Photo-based referring expression data.
┏━━
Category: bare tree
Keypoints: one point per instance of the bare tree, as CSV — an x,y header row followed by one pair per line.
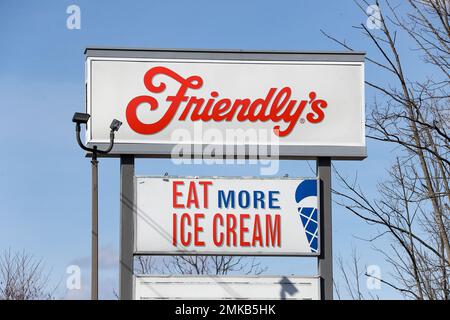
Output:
x,y
353,275
22,277
413,114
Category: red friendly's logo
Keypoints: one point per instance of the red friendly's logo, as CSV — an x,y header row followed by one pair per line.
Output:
x,y
277,106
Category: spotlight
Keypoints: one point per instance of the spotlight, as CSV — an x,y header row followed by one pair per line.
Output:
x,y
79,117
115,125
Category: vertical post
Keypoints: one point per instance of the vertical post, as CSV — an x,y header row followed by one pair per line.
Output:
x,y
126,226
325,259
94,236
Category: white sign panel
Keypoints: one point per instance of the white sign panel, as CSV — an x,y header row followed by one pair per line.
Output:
x,y
226,216
305,104
256,287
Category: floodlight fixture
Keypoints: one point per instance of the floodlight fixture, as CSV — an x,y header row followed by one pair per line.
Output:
x,y
80,118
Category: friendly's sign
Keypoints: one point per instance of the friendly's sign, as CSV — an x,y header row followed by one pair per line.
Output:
x,y
226,216
304,104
┗━━
Work order. Give back the data exactly. Skip any images.

Final answer.
Category: bare tree
Keypoints: one point per instance of the bare tree, as CSV — an x,y header row followed by one pair per line.
Output:
x,y
353,275
22,277
413,114
Category: red friendly's logo
Keypoints: one point per instance of the red friendly's logo, as CSV — an x,y header row followed by one pair per line.
Output:
x,y
277,106
Category: spotlight
Keypoints: one point per instance of the spotlight, as CSV — an x,y header row followed by one pair per line.
Output:
x,y
79,117
115,125
Category: vertical post
Keypoints: one point per instance of the vertical post, as CSV — an x,y header row followed by one pair per line.
Output:
x,y
126,226
325,259
94,236
Category: white sign panel
Keypoints: one point per instance of the white sign panel, as CSV — an x,y header row followed by one pair per line.
Output:
x,y
226,216
305,104
256,287
Category: floodlight fixture
Keypoints: one point per instance of the floodlight fixture, as CSV — an x,y header row followed by one pair per line.
Output:
x,y
80,118
Category: friendly's sign
Keypoints: one point per instance of the friendly's sign, as CSV — an x,y header row followed by one pair per line.
Output:
x,y
226,216
304,104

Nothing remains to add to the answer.